• _What the exercise asks_
Look through the data below, and copy each line that carries the word "grain".
Segment Start: Records supplied
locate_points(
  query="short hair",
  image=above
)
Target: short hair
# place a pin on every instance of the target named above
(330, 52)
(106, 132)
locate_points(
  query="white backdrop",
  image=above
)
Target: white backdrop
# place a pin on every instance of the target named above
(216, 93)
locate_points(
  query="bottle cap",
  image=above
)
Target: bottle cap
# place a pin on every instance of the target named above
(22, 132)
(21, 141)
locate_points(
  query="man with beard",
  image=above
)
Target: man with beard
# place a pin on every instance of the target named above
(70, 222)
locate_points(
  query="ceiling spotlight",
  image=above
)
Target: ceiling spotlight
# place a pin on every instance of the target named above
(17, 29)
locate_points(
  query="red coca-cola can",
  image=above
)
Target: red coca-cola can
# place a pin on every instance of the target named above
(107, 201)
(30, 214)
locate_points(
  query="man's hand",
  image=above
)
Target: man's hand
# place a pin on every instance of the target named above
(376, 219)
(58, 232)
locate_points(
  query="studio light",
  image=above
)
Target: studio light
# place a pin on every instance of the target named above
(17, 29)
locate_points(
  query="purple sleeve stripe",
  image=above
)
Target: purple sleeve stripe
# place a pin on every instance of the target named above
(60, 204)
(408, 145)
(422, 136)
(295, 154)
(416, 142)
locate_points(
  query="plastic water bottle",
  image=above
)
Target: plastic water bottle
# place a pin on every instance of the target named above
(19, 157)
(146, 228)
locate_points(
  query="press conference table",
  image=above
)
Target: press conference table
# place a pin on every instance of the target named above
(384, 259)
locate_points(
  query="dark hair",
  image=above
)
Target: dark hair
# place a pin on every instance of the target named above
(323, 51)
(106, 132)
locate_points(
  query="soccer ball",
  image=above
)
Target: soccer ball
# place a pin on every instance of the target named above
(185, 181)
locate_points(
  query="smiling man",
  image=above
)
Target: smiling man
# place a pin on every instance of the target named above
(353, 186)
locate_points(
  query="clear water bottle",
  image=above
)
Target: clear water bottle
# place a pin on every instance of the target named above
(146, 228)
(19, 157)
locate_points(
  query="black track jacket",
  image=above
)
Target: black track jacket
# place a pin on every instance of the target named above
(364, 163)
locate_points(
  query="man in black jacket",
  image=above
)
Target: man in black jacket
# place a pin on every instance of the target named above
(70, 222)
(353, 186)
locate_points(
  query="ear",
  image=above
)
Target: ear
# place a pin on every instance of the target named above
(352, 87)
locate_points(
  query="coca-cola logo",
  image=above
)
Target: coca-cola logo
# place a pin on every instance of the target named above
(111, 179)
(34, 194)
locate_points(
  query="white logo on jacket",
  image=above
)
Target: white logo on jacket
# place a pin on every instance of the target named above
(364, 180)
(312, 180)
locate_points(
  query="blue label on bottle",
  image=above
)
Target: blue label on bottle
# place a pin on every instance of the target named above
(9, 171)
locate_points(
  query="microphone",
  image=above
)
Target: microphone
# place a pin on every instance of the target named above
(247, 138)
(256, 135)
Segment End: Records supplied
Segment Start: Records supplied
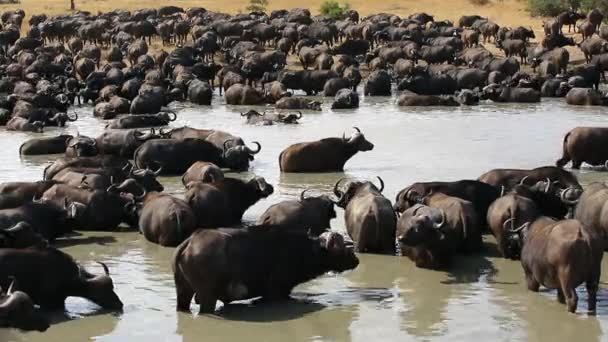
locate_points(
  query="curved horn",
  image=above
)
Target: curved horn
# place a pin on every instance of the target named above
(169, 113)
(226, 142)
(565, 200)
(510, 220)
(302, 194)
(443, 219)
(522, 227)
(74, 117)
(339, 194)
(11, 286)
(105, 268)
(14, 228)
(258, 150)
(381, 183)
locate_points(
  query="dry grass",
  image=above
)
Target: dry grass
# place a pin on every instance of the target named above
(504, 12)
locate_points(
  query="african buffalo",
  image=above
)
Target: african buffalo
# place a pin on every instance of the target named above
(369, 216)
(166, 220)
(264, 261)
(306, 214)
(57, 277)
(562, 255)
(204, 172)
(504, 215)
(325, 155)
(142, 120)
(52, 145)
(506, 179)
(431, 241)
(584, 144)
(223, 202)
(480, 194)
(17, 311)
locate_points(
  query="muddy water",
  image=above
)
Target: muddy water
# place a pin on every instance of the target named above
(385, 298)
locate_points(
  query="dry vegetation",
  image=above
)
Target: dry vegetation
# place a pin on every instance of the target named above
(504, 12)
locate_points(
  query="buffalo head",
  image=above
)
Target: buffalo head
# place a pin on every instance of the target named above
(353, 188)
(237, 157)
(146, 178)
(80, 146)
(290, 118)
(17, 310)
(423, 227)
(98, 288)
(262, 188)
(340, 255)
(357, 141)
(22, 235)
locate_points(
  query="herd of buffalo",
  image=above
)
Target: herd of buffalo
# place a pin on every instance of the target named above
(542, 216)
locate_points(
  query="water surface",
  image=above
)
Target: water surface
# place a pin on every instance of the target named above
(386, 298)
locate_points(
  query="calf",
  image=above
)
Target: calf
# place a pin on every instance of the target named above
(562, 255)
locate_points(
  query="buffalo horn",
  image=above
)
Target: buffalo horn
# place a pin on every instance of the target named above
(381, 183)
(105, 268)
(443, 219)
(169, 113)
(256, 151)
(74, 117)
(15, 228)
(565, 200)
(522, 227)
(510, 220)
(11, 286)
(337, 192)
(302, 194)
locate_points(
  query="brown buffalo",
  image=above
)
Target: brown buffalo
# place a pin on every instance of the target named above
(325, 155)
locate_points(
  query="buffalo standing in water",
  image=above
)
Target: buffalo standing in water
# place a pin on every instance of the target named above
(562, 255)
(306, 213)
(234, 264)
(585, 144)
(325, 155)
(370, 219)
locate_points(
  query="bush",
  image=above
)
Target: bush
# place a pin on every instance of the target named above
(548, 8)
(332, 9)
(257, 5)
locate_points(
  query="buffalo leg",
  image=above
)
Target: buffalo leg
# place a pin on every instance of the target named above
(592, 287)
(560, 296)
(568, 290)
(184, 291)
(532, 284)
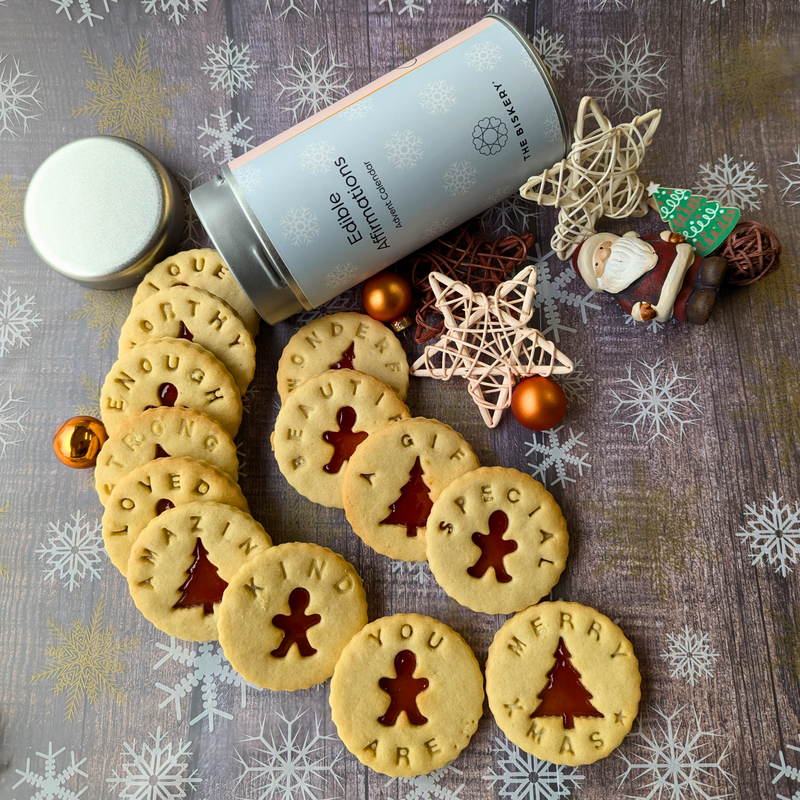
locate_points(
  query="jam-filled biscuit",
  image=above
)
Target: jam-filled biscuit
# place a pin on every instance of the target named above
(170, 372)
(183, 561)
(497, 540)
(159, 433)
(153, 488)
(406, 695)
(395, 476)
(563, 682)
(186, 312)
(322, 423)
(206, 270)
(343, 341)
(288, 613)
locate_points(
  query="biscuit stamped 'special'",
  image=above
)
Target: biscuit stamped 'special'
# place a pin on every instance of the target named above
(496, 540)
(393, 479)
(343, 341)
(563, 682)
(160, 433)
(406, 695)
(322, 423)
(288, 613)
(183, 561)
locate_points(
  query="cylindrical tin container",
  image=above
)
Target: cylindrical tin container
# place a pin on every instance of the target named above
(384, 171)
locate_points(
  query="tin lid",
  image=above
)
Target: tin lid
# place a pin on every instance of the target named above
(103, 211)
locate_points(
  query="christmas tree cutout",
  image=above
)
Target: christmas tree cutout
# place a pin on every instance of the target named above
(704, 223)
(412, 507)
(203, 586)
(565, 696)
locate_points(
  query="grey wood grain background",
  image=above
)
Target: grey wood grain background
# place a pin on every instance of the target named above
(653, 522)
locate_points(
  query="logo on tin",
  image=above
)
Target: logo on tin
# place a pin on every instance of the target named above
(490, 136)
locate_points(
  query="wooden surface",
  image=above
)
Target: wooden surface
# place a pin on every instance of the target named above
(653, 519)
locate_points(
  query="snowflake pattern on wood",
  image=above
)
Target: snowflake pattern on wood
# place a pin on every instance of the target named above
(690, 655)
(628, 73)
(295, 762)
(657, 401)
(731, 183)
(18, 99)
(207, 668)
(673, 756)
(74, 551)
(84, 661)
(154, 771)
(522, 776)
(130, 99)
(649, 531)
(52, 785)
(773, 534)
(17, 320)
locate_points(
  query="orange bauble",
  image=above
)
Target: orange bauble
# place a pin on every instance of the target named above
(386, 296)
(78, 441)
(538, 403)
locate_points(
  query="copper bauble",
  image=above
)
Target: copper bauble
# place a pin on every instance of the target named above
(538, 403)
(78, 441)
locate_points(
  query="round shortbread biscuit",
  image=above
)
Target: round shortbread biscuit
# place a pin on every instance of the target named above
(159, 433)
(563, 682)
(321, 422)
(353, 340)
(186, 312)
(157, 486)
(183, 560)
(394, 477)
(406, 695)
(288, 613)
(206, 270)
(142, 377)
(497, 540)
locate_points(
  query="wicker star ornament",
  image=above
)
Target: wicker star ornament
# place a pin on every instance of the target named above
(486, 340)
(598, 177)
Segment End: Records supplied
Segment Start: Records supplied
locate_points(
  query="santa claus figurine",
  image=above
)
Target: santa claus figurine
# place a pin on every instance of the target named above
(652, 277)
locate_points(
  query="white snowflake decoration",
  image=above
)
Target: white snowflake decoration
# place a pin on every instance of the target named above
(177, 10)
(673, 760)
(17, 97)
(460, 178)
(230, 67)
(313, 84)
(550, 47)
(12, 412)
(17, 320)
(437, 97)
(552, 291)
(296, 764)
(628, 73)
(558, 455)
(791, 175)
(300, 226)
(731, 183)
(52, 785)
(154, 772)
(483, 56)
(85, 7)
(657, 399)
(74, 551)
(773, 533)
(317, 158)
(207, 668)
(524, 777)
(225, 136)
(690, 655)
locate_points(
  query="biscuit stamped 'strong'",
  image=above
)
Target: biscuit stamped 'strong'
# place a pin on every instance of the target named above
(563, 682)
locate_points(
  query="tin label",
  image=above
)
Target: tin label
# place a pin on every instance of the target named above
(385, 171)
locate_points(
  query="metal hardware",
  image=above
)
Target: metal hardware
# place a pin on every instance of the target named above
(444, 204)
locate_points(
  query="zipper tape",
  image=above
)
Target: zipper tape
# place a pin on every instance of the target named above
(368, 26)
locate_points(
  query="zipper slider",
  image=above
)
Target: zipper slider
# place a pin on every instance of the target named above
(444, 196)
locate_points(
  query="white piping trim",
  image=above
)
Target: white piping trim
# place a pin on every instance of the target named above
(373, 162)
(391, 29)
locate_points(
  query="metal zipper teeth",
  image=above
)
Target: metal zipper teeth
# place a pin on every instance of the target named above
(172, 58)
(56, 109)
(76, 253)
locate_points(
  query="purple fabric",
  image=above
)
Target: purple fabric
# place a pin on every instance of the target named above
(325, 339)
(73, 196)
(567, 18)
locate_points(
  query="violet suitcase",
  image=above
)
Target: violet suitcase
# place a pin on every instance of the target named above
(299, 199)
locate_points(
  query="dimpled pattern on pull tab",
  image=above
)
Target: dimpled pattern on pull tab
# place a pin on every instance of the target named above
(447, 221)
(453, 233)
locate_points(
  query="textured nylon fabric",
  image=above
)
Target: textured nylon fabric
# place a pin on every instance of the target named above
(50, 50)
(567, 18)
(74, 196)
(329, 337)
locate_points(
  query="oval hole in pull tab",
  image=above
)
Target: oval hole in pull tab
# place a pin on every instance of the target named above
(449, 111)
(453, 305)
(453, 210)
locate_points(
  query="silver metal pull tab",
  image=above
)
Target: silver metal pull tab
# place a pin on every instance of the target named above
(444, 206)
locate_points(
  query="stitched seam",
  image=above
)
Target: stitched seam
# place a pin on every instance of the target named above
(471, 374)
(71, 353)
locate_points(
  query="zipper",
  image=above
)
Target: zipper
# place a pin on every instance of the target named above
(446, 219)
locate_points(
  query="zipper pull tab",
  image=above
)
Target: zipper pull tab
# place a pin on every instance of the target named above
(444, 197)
Segment End: Records supplied
• _Response_
  query="grey wood grain background",
Target: grey wood grain background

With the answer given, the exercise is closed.